= TEXTO DE LEITURA =
□ □ □ □ □ □ □
E se verdade e mentira não vivessem em países separados por uma fronteira estanque? E se o jornalista fosse também aquele que, ao deparar com algo de nítido e irrefutável, arrisca questionar a sua postura, problematizando as suas linguagens?
O filme “Spotlight” constitui um precioso testemunho dessas dificuldades, encenando o trabalho jornalístico num mundo humano, porventura demasiado humano. Desde logo, porque a investigação dos casos de abuso sexual de crianças por membros da Igreja Católica nos EUA (que valeu, em 2003, um Prémio Pulitzer aos jornalistas de The Boston Globe) é apresentada como uma procura de factos particulares e específicos, não uma leitura “global” da própria instituição a que pertencem os criminosos. Depois, porque estamos longe (muito longe!) de algumas práticas correntes no nosso presente (televisivo e não só), transformando qualquer índice de escândalo em ruído mediático que, em última instância, apenas gera dois efeitos igualmente gratuitos: primeiro, uma agitação “informativa” que se esgota no seu alarido; depois, a perda de qualquer perspectiva exigente e crítica sobre os factos abordados. Neste aspecto, aliás, importa sublinhar que uma fundamental linha dramática de “Spotlight” nasce da dúvida que se instala quanto à escolha do modo e do momento adequados para divulgar os próprios resultados da investigação desenvolvida.
□ □ □ □ □ □ □
= DADOS FORNECIDOS =

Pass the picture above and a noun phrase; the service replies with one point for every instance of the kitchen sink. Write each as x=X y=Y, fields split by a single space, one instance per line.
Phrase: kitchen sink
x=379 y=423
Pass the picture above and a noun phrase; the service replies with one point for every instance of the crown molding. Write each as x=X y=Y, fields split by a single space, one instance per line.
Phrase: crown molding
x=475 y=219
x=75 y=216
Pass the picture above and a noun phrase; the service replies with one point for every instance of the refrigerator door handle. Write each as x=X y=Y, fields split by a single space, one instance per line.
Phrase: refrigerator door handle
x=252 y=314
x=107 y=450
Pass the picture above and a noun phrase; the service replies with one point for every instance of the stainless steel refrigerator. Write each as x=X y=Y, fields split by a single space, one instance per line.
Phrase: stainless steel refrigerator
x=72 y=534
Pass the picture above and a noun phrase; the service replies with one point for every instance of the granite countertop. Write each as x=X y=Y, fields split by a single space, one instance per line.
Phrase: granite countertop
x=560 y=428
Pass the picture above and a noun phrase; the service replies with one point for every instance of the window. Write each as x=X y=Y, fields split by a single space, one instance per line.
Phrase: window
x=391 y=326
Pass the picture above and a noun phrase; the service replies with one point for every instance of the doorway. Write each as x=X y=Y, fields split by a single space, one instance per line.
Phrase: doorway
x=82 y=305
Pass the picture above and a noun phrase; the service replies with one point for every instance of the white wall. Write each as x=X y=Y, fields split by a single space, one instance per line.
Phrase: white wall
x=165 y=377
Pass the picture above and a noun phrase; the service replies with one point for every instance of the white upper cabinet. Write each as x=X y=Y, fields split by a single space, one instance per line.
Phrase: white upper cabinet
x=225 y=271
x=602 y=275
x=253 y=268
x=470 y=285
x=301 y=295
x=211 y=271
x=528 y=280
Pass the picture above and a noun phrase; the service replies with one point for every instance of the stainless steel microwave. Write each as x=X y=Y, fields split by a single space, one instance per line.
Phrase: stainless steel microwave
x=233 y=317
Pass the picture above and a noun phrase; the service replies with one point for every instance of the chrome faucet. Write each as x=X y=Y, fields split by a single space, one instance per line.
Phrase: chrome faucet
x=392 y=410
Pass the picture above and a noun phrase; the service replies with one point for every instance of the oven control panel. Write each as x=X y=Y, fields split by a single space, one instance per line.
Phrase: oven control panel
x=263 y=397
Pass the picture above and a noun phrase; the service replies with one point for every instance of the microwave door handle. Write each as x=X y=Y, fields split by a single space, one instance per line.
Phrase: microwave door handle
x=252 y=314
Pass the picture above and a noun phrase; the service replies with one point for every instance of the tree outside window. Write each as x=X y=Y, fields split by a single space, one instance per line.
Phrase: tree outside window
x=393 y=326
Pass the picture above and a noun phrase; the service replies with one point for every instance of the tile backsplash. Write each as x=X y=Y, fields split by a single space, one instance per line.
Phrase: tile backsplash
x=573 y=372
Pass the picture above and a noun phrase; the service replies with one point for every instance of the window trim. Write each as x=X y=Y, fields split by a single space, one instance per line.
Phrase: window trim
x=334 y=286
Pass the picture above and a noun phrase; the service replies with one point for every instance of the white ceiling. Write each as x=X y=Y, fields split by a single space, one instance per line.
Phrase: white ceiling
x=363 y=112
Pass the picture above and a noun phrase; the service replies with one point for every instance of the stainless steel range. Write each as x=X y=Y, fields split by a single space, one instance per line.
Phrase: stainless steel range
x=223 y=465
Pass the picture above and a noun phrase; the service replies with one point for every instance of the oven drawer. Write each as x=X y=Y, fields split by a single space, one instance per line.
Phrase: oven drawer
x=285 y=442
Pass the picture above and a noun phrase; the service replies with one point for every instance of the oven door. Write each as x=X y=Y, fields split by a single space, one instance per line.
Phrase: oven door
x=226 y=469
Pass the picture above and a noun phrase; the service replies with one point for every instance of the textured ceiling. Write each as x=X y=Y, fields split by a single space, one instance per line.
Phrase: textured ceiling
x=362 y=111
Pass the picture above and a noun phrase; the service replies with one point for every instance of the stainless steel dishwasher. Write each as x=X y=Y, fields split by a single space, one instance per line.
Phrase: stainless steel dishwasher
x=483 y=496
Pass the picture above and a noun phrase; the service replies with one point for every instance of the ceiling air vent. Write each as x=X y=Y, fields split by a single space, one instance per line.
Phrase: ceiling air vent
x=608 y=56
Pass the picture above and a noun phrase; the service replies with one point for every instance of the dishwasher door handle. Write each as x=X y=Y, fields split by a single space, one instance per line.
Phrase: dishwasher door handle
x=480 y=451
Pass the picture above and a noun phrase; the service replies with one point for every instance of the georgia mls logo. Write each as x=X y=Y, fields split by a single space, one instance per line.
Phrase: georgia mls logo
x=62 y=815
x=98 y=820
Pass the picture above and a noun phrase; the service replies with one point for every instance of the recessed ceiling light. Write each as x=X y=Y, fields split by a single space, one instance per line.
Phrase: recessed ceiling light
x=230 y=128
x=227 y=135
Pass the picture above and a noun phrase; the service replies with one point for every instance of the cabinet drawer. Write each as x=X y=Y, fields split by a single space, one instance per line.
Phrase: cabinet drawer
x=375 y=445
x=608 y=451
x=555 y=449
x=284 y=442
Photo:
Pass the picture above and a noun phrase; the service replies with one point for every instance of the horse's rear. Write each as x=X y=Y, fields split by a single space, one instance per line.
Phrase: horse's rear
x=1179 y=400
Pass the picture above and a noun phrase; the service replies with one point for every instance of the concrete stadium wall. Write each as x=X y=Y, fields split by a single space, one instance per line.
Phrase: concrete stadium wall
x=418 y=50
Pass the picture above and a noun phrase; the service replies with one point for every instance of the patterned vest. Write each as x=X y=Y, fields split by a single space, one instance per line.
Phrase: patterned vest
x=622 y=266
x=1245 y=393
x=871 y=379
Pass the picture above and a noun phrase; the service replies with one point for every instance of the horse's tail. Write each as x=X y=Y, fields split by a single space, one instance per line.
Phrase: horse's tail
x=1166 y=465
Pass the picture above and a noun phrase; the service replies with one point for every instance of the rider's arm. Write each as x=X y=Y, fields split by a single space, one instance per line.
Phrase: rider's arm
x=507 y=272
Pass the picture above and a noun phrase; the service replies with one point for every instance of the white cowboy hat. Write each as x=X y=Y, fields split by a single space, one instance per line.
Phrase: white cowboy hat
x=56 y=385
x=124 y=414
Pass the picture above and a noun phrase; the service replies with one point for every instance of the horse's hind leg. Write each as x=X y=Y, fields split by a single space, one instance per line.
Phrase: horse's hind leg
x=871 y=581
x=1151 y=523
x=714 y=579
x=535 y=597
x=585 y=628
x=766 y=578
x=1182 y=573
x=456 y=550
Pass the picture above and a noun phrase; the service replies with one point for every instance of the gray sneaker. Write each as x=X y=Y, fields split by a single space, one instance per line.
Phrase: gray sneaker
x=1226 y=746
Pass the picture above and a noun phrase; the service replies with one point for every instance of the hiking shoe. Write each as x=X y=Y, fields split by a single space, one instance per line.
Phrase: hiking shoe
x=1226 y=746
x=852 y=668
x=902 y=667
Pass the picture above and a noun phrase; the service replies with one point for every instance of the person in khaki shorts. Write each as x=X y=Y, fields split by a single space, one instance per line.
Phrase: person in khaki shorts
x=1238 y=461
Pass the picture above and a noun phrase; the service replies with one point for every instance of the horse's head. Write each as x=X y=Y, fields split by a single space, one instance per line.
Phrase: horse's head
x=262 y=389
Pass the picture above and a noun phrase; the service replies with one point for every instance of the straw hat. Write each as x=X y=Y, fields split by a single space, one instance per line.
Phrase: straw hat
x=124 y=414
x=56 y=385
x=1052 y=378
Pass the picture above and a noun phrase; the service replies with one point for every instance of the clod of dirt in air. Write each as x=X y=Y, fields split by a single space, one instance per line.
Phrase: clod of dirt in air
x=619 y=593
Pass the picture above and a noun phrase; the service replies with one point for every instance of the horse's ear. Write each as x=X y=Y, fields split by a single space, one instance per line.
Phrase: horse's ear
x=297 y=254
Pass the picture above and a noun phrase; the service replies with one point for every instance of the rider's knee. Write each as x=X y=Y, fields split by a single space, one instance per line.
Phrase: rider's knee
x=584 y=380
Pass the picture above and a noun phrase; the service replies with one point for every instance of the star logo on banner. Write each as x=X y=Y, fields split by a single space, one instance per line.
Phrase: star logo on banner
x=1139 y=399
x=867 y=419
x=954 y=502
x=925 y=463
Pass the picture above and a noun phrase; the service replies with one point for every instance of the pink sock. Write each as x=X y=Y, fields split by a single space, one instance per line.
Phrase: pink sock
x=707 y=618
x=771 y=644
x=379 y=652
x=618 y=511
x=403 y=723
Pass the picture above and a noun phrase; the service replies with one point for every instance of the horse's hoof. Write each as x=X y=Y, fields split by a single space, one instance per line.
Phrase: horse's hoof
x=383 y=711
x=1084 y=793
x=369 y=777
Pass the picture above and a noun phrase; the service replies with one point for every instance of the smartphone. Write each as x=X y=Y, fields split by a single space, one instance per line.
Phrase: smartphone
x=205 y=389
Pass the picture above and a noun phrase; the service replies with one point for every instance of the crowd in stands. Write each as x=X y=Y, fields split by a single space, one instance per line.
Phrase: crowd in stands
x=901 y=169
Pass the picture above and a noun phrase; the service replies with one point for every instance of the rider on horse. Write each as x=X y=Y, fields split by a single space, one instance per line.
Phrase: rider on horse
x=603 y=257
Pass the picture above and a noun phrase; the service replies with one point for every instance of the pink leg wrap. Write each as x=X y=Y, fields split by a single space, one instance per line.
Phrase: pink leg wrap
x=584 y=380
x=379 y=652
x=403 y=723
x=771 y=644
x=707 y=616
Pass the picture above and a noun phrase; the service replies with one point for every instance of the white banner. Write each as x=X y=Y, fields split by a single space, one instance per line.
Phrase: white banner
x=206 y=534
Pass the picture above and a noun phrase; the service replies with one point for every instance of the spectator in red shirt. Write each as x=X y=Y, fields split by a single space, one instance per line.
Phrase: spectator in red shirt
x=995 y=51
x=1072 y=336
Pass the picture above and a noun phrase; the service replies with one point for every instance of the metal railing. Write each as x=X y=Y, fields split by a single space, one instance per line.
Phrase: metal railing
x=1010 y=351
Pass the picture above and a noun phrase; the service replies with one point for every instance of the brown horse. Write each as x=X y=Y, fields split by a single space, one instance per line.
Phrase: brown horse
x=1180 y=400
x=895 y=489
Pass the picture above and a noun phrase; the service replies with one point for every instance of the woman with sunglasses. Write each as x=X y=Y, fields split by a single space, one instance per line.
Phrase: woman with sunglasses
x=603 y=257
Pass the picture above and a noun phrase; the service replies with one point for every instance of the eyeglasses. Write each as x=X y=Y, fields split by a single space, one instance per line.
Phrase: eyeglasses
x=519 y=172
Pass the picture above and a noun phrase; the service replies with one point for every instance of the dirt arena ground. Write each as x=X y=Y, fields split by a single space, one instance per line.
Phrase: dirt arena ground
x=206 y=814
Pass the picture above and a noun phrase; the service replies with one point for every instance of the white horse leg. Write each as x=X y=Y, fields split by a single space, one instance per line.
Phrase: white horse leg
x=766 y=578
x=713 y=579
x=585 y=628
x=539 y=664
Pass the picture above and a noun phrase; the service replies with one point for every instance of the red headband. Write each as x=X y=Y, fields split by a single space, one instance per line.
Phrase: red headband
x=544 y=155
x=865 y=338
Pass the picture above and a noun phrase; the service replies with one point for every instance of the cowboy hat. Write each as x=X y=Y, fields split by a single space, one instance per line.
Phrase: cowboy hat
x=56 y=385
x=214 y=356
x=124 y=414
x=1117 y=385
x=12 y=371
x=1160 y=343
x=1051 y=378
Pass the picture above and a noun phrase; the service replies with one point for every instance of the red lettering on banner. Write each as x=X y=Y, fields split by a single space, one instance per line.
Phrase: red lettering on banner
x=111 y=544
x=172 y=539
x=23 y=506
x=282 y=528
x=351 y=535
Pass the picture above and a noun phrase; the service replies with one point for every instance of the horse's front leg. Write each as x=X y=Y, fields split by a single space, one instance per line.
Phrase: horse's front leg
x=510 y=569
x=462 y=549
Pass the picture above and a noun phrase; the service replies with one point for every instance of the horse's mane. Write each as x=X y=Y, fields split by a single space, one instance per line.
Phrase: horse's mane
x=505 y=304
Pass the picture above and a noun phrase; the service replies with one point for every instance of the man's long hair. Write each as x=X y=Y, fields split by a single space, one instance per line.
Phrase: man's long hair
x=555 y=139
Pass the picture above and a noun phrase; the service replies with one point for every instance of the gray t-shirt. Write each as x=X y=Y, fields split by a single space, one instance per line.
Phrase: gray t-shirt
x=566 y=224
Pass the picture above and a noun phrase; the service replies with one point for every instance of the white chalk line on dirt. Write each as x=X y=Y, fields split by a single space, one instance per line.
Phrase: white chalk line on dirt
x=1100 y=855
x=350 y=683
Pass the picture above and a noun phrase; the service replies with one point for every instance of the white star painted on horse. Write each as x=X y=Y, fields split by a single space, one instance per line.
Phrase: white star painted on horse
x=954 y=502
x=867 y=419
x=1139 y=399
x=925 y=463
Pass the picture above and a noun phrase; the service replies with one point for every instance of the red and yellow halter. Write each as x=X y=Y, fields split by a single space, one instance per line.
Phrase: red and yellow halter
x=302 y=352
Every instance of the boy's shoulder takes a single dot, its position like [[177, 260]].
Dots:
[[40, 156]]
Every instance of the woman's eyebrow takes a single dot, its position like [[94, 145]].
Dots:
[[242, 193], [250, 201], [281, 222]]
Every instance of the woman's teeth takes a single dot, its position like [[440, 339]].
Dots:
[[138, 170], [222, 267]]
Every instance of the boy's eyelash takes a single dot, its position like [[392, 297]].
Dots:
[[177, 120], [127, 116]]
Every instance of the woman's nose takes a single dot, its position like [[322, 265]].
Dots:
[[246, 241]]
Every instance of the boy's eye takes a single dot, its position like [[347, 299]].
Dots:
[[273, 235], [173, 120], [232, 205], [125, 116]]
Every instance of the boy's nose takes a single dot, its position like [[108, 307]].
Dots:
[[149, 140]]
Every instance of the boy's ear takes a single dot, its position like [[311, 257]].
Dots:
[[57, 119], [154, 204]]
□ □ □ □ □ □ □
= TAREFA PROPOSTA 1 =
Reescreva o trecho do texto de leitura, tudo desde "E se verdade" até "as suas linguagens?", trocando "jornalista" por "repórter".
= TAREFA PROPOSTA 2 =
Indique, com base no texto de leitura, se cada afirmação está de acordo com ele, respondendo sim ou não e citando as palavras decisivas do texto. (a) A investigação valeu aos jornalistas de The Boston Globe um Prémio Pulitzer em 2003. (b) A investigação é apresentada como uma leitura global da Igreja Católica. (c) Uma linha dramática do filme nasce da dúvida sobre o modo e o momento de divulgar os resultados da investigação.
= TAREFA PROPOSTA 3 =
Traduza para inglês esta frase do texto de leitura: «O filme “Spotlight” constitui um precioso testemunho dessas dificuldades, encenando o trabalho jornalístico num mundo humano, porventura demasiado humano.»
Responda apoiando-se apenas no texto de leitura, sem recorrer aos itens.

= RESPOSTA COMPLETA 1 =
E se verdade e mentira não vivessem em países separados por uma fronteira estanque? E se o repórter fosse também aquele que, ao deparar com algo de nítido e irrefutável, arrisca questionar a sua postura, problematizando as suas linguagens?

= RESPOSTA COMPLETA 2 =
(a) Sim: «que valeu, em 2003, um Prémio Pulitzer aos jornalistas de The Boston Globe».
(b) Não: «é apresentada como uma procura de factos particulares e específicos, não uma leitura “global” da própria instituição a que pertencem os criminosos».
(c) Sim: «uma fundamental linha dramática de “Spotlight” nasce da dúvida que se instala quanto à escolha do modo e do momento adequados para divulgar os próprios resultados da investigação desenvolvida».

= RESPOSTA COMPLETA 3 =
The film “Spotlight” is a precious testimony to these difficulties, staging journalistic work in a human world, perhaps all too human.